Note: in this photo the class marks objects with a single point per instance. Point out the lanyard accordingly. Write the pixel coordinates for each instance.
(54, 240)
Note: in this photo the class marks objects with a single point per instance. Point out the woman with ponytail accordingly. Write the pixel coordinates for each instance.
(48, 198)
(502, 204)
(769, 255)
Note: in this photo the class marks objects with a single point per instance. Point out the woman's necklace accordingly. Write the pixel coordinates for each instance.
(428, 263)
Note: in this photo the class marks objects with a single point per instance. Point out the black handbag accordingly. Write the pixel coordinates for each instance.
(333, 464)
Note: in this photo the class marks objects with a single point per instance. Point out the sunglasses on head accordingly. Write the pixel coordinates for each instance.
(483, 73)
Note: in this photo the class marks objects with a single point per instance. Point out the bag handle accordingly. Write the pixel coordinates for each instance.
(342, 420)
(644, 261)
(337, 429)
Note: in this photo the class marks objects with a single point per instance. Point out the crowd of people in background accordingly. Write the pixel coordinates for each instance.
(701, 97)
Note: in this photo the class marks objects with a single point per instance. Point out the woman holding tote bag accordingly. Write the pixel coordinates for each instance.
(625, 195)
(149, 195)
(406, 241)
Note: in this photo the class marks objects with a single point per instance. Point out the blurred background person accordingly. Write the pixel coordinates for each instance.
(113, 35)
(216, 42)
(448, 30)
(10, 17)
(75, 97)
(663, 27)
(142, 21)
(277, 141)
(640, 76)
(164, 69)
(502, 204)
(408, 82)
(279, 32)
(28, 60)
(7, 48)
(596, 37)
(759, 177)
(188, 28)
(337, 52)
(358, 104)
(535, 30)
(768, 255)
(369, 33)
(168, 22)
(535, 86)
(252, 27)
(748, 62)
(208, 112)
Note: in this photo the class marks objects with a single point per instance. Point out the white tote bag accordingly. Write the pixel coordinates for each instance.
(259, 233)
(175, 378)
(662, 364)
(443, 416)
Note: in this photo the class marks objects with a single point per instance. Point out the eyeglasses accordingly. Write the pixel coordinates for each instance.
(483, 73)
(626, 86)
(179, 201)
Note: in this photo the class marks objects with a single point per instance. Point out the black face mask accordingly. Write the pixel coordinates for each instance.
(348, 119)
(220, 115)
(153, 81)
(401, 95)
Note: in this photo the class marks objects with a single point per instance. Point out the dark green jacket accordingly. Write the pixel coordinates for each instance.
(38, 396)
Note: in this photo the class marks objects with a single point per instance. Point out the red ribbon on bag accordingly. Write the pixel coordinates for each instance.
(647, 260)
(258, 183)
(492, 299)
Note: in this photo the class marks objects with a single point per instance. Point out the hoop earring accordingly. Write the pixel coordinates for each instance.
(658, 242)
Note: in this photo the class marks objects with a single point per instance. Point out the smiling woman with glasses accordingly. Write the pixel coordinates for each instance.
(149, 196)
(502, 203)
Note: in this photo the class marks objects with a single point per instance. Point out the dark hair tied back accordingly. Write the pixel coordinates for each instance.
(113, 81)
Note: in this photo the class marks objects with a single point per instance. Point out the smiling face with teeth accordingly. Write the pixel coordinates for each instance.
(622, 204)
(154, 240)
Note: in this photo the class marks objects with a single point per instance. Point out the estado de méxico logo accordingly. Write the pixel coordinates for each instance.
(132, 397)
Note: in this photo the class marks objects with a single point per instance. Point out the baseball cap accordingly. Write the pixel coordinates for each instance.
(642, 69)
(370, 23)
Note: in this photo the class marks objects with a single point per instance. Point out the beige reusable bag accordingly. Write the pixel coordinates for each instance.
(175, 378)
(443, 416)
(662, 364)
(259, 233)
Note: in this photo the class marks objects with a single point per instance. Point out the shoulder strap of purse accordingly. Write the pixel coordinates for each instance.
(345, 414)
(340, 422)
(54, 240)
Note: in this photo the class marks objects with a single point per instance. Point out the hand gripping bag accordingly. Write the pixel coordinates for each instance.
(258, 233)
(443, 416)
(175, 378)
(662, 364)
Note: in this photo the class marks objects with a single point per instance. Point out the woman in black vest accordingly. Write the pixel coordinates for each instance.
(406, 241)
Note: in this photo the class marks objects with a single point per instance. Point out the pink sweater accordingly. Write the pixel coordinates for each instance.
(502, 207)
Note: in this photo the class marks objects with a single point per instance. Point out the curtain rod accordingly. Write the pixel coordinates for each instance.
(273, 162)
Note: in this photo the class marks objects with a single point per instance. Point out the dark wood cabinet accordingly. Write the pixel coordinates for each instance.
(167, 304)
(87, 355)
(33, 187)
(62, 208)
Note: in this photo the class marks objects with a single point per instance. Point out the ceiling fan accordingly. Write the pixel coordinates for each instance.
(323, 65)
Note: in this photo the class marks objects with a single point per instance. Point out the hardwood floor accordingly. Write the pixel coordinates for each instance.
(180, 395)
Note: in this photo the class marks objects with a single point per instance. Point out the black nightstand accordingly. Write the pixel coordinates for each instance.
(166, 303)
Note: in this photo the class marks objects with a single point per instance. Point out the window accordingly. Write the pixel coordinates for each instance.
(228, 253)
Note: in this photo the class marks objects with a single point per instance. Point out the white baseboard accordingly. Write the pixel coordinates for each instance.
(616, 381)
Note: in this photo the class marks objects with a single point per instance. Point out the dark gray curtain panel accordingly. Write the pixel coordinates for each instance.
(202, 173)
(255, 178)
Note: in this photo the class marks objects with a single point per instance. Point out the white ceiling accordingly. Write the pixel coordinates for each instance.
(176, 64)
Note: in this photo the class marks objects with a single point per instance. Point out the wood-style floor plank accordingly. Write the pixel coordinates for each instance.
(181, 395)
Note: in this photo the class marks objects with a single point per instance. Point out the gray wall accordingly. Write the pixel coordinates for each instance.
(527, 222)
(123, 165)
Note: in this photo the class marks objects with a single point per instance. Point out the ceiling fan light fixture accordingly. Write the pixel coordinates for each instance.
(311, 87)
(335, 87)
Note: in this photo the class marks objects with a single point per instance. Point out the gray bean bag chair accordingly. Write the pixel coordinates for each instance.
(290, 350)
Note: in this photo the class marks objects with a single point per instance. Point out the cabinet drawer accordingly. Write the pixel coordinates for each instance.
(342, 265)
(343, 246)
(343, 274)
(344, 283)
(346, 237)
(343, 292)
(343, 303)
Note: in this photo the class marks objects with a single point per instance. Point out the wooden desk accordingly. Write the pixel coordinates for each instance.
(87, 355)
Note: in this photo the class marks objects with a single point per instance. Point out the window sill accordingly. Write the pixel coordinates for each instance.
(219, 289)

****************************************

- _WHAT TO DO_
Only an exact copy of the data above will do.

- _RESPONSE TO THIS EXERCISE_
Note: in this photo the class marks objects with a single point per instance. Point out the lanyard accordingly. Write the pixel coordinates for each instance.
(54, 240)
Note: in this photo the class marks objects with a single point per instance. Point out the woman with ponytail accordingly. Write the pixel coordinates for each instance.
(48, 198)
(502, 204)
(769, 255)
Note: in this photo the class marks objects with a single point per instance. Point out the woman's necklace accordingly. Write the pixel coordinates for each instance.
(428, 263)
Note: in this photo the class marks objects with a single point per instance. Point out the black handbag accordingly. Write the pixel coordinates for each instance.
(333, 464)
Note: in this photo the class marks objects with a single point per instance. Point out the sunglasses on head accordingly. Write the pixel coordinates for each instance.
(483, 73)
Note: in this photo the class marks objects with a single point per instance. Point out the bag handle accordingly. Write the pixel coordinates for each instance.
(342, 420)
(644, 261)
(337, 429)
Note: in this photo the class marks objects with a single point per instance. Point out the crowd of people in background accordingly. Write the pixel coordinates for each instance.
(701, 97)
Note: in this photo the class marks objects with a single point per instance. Point out the woman holding tote bag accordingly. Write the pixel coordinates for each instance.
(625, 195)
(149, 195)
(406, 241)
Note: in this photo the class marks objects with a single point per instance. Point out the blurred background person accordingly. Write the pixel coordinates for each instance.
(113, 35)
(216, 42)
(448, 30)
(10, 17)
(75, 97)
(663, 27)
(142, 21)
(277, 141)
(640, 76)
(164, 69)
(502, 204)
(408, 82)
(279, 32)
(28, 60)
(7, 48)
(596, 37)
(759, 177)
(188, 28)
(337, 52)
(358, 104)
(535, 30)
(768, 255)
(369, 33)
(168, 22)
(535, 86)
(252, 27)
(748, 62)
(208, 112)
Note: in this photo the class marks objects with a single point per instance. Point out the white tote bag accordingly. Write the pixel coordinates for each instance.
(259, 233)
(175, 378)
(662, 364)
(443, 416)
Note: in this photo the class marks objects with a single point per instance. Point out the eyeglasses accordingly. Write the pixel coordinates for each instance.
(483, 73)
(626, 86)
(179, 201)
Note: in this photo the class marks objects with a single point per instance. Point out the black face mask accordingly. Write the pixel coordinates for each instance.
(348, 119)
(220, 115)
(153, 81)
(401, 95)
Note: in this photo the class marks objects with a single point per instance. Point out the dark green jacket accordingly. Write the pixel coordinates for each instance.
(38, 396)
Note: in this photo the class marks objects with a single point per instance. Point out the red ribbon on bag accordingly. Write the pixel coordinates for each instance.
(647, 260)
(258, 183)
(492, 299)
Note: in this photo the class marks objects with a single point per instance. Point out the hoop earring accordingly. Write the pixel coordinates for each instance.
(658, 242)
Note: in this photo the class marks objects with a single point per instance. Point out the smiling woman with glasses accordingly. Write the pixel coordinates for each instance.
(149, 196)
(502, 203)
Note: in this photo the class marks objects with a single point per instance. Point out the dark hair tied back accordingly. Write the pixel coordinates for each instance.
(113, 81)
Note: in this photo the class marks objects with a single point per instance. Point out the smiling face with teeth accordingly. Write the pixel coordinates for each instance.
(622, 204)
(154, 240)
Note: in this photo the class marks objects with a single point per instance. Point out the estado de méxico logo accordingly. Write the pixel coordinates for each instance.
(132, 397)
Note: in this photo the class marks objects with a single point per instance. Point out the baseball cap accordingly. Write the pixel coordinates for each instance.
(642, 69)
(370, 23)
Note: in this photo the class marks objects with a single point per instance. Point out the beige reusable bag accordingly. Write the pixel coordinates for each instance.
(175, 378)
(443, 416)
(662, 364)
(259, 233)
Note: in this photo the class marks objects with a single point per instance. Point out the shoulder strap of purse accordingly. Write the pixel coordinates for each instance.
(345, 414)
(340, 422)
(54, 240)
Note: in this photo the class marks objects with a single point per instance. Point out the hand gripping bag accordingly. Write the pixel coordinates for each instance.
(258, 233)
(443, 416)
(175, 378)
(662, 364)
Note: in this photo the class marks objects with a single point per instance. Point out the woman in black vest accordingly. Write the pixel coordinates for each instance.
(406, 241)
Note: in this photo the class marks objects with a single point per instance. Point out the pink sweater accordingly. Write the pixel coordinates for each instance.
(502, 207)
Note: in this photo the class marks objects with a single point per instance. Point out the curtain rod accordingly. Write the pixel coordinates for each instance.
(273, 162)
Note: in this photo the class marks objects with a single point per instance. Point out the dark wood cabinet accordingly. Write the pixel coordinates for each instance.
(167, 304)
(87, 355)
(33, 187)
(62, 208)
Note: in this photo the class marks objects with a single point per instance. Point out the ceiling fan accordingly. Write the pixel coordinates for each instance.
(323, 65)
Note: in this photo the class marks objects with a single point per instance. Point out the hardwood floor accordingly. Write the pixel coordinates for each instance.
(180, 395)
Note: in this photo the class marks objects with a single point per instance. Point out the black nightstand accordingly. Write the pixel coordinates for each instance.
(166, 303)
Note: in this photo the class marks objects with a single point per instance. Point out the window accordingly. Write the pixel coordinates for each instance.
(228, 253)
Note: in this photo the class marks objects with a single point per instance. Point out the white baseboard accordingly. Write the pixel coordinates for each instance.
(616, 381)
Note: in this photo the class marks objects with a single point per instance. Point out the dark gray curtain panel accordingly. Write the pixel coordinates for each instance.
(202, 173)
(255, 178)
Note: in this photo the class marks objects with a single point per instance. Point out the white ceiling accordingly. Write the pixel coordinates for each instance.
(176, 64)
Note: in this photo the class marks objects with a single point per instance. Point out the wood-style floor plank accordingly. Write the pixel coordinates for each instance.
(181, 395)
Note: in this photo the class marks objects with a single point per instance. Point out the gray wall accordingly. Write the pixel coordinates for each instance.
(527, 222)
(123, 165)
Note: in this photo the class marks objects with a single point per instance. Point out the ceiling fan light fixture accordingly. Write the pixel coordinates for each instance.
(311, 87)
(335, 87)
Note: in this photo the class marks objects with a single point per instance. Point out the gray bean bag chair accordingly. Write the pixel coordinates for each instance.
(290, 350)
Note: in this photo the class marks objects with a single point per instance. Point out the cabinet drawer accordingly. Write the pixel coordinates for each instance.
(342, 265)
(343, 246)
(343, 274)
(344, 283)
(346, 237)
(343, 292)
(343, 303)
Note: in this photo the class marks objects with a single point per instance. Point out the wooden desk accordingly. Write the pixel coordinates for each instance.
(87, 355)
Note: in this photo the class marks objects with a single point per instance. Point out the window sill accordingly. Write the pixel coordinates for each instance.
(219, 289)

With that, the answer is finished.